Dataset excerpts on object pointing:
- - - -

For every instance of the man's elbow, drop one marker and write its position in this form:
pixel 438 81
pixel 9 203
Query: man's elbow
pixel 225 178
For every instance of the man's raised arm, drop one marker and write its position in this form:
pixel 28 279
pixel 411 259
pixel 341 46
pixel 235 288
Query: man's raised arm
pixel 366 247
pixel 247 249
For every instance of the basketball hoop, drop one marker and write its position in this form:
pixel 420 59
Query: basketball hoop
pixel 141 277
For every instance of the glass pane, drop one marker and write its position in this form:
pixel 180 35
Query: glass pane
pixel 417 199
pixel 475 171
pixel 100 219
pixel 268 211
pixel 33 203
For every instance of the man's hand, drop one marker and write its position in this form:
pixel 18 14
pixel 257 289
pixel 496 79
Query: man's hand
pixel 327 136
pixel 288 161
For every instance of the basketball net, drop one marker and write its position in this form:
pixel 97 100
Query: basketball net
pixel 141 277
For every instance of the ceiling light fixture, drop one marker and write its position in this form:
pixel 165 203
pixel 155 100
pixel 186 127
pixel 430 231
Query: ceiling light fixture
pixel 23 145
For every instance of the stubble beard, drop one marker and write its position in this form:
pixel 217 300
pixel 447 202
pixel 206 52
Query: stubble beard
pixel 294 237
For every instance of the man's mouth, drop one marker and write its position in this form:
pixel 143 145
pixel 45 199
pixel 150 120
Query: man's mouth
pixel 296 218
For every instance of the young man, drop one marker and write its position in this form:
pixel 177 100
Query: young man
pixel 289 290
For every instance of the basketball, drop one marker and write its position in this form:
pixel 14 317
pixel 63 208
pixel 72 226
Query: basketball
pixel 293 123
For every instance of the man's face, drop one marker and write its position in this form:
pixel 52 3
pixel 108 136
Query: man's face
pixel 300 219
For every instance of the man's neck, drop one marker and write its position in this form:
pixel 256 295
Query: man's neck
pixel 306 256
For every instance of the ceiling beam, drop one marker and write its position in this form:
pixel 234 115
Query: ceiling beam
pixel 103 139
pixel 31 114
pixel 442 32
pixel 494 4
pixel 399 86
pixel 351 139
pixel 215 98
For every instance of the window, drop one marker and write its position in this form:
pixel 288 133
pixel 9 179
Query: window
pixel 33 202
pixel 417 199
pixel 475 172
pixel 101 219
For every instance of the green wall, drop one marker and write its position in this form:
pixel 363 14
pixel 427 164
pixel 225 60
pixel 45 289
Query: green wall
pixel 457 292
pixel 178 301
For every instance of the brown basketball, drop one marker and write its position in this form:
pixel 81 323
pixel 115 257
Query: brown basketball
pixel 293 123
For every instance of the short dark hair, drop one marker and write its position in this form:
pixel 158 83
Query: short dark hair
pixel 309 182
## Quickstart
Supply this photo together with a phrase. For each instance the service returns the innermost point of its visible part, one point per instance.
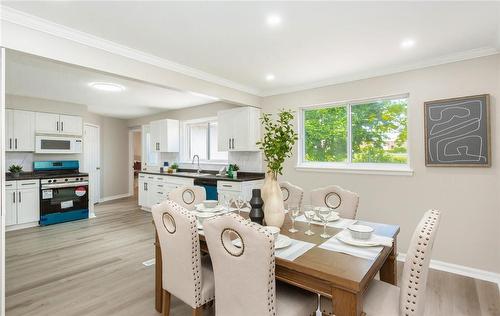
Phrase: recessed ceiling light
(273, 20)
(407, 43)
(107, 86)
(270, 77)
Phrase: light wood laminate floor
(94, 267)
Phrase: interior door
(24, 130)
(9, 130)
(71, 125)
(92, 161)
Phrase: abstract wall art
(457, 132)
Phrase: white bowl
(360, 231)
(275, 231)
(202, 216)
(210, 203)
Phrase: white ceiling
(316, 41)
(32, 76)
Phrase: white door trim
(91, 205)
(131, 144)
(2, 181)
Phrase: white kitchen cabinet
(238, 129)
(164, 135)
(53, 123)
(22, 204)
(71, 125)
(19, 130)
(154, 188)
(47, 123)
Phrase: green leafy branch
(279, 138)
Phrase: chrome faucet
(198, 157)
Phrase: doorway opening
(92, 163)
(135, 159)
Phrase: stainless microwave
(58, 144)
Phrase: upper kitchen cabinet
(238, 129)
(51, 123)
(19, 130)
(164, 135)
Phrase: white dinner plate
(334, 217)
(345, 237)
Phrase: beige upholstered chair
(186, 274)
(343, 201)
(292, 194)
(382, 298)
(188, 196)
(244, 275)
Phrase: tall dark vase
(256, 202)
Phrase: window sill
(374, 169)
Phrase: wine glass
(309, 215)
(324, 214)
(293, 212)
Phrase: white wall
(114, 142)
(468, 197)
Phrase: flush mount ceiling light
(107, 86)
(273, 20)
(407, 43)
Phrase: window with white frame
(363, 134)
(200, 138)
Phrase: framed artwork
(457, 132)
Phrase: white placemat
(295, 250)
(341, 223)
(333, 244)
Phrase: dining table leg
(158, 276)
(389, 270)
(346, 303)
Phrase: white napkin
(333, 244)
(341, 223)
(295, 250)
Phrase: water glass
(324, 214)
(309, 215)
(293, 212)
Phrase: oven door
(62, 204)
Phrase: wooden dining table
(341, 277)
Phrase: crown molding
(38, 24)
(446, 59)
(33, 22)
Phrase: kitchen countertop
(211, 175)
(30, 175)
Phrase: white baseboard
(461, 270)
(115, 197)
(21, 226)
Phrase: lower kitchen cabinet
(22, 204)
(154, 189)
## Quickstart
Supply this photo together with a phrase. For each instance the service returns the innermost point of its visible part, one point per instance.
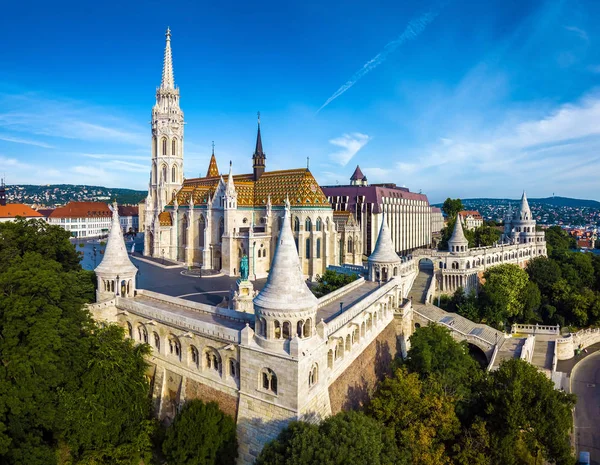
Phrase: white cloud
(350, 145)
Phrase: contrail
(414, 28)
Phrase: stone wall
(354, 387)
(196, 390)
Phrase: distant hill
(52, 195)
(556, 201)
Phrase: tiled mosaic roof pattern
(298, 184)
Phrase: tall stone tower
(166, 176)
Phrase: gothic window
(286, 330)
(277, 332)
(175, 347)
(212, 359)
(313, 375)
(307, 330)
(195, 356)
(269, 380)
(232, 368)
(142, 334)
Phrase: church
(214, 221)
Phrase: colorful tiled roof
(297, 184)
(82, 210)
(164, 219)
(12, 210)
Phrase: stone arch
(211, 359)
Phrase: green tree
(525, 414)
(107, 417)
(420, 414)
(434, 352)
(544, 272)
(501, 294)
(201, 434)
(451, 207)
(348, 437)
(331, 281)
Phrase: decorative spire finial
(168, 81)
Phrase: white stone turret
(458, 242)
(285, 307)
(115, 273)
(384, 262)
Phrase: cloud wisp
(350, 145)
(415, 27)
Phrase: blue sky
(458, 98)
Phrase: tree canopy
(201, 434)
(451, 207)
(65, 383)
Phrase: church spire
(258, 159)
(168, 81)
(213, 169)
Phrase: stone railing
(348, 314)
(328, 298)
(222, 312)
(527, 349)
(468, 337)
(535, 329)
(182, 322)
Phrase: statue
(244, 268)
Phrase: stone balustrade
(535, 329)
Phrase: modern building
(409, 214)
(215, 220)
(83, 219)
(10, 211)
(289, 356)
(129, 218)
(471, 219)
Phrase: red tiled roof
(82, 210)
(474, 213)
(128, 210)
(11, 210)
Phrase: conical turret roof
(286, 289)
(115, 260)
(384, 251)
(458, 235)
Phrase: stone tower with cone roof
(384, 262)
(458, 242)
(115, 273)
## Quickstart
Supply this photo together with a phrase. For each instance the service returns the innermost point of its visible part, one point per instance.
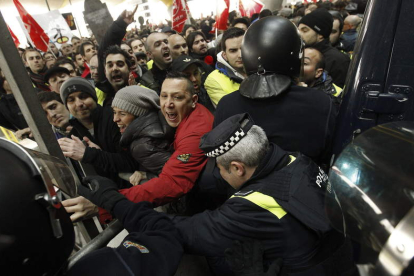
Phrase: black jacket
(281, 205)
(149, 139)
(11, 117)
(336, 62)
(152, 247)
(111, 160)
(300, 119)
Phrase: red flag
(38, 36)
(249, 7)
(179, 15)
(222, 15)
(15, 39)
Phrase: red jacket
(184, 166)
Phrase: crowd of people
(172, 119)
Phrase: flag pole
(76, 22)
(47, 45)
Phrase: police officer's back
(295, 118)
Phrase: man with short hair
(54, 49)
(180, 109)
(276, 201)
(315, 76)
(117, 64)
(94, 125)
(350, 34)
(230, 72)
(56, 113)
(36, 66)
(75, 42)
(334, 37)
(93, 66)
(241, 23)
(192, 68)
(87, 49)
(55, 77)
(80, 63)
(66, 49)
(159, 51)
(293, 117)
(315, 29)
(137, 45)
(68, 64)
(178, 45)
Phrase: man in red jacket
(179, 106)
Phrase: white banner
(54, 25)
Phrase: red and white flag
(36, 33)
(222, 15)
(15, 39)
(250, 7)
(179, 15)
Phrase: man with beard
(55, 77)
(180, 109)
(293, 117)
(36, 66)
(66, 49)
(178, 46)
(192, 68)
(87, 50)
(315, 29)
(159, 51)
(230, 72)
(117, 64)
(56, 113)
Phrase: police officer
(36, 234)
(293, 117)
(279, 201)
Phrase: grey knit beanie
(76, 84)
(136, 100)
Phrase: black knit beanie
(320, 20)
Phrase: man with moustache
(178, 46)
(181, 110)
(230, 72)
(159, 51)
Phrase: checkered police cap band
(227, 145)
(226, 135)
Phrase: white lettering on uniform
(322, 177)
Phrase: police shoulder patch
(140, 247)
(184, 157)
(243, 193)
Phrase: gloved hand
(101, 191)
(246, 259)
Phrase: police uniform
(281, 205)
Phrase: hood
(224, 67)
(152, 125)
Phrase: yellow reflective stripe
(338, 90)
(266, 202)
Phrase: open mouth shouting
(122, 128)
(167, 56)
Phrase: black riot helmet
(272, 52)
(273, 45)
(36, 234)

- - - -

§ Written problem:
Retype the lines word for word, starting with the first line and going on through the line with "pixel 225 178".

§ Exercise solution:
For every instance of the man's elbow, drop one marker and write its position in this form:
pixel 438 81
pixel 9 203
Query: man's elbow
pixel 225 178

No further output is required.